:: WHAT THE TASK REQUIRES ::
Could you turn all of the rows below into a numbered list, skipping any blank lines?

※

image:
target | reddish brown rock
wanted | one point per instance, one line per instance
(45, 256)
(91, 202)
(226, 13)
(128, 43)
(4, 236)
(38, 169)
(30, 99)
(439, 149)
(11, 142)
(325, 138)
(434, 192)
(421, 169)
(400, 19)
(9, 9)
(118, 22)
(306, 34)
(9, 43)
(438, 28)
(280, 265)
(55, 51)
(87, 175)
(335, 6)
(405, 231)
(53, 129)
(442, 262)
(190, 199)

※

:: RESPONSE TO THE EXERCISE ::
1. image:
2. target | reddish brown rock
3. wanted | one point per instance, one line per instance
4. (45, 256)
5. (91, 202)
6. (226, 13)
7. (128, 43)
8. (4, 236)
9. (38, 169)
10. (30, 99)
11. (439, 149)
12. (11, 142)
13. (325, 138)
14. (434, 192)
15. (421, 169)
16. (400, 19)
17. (9, 9)
18. (118, 22)
19. (306, 34)
20. (9, 43)
21. (438, 28)
22. (280, 265)
23. (55, 51)
24. (87, 175)
25. (335, 6)
26. (405, 231)
27. (53, 129)
28. (442, 262)
29. (190, 199)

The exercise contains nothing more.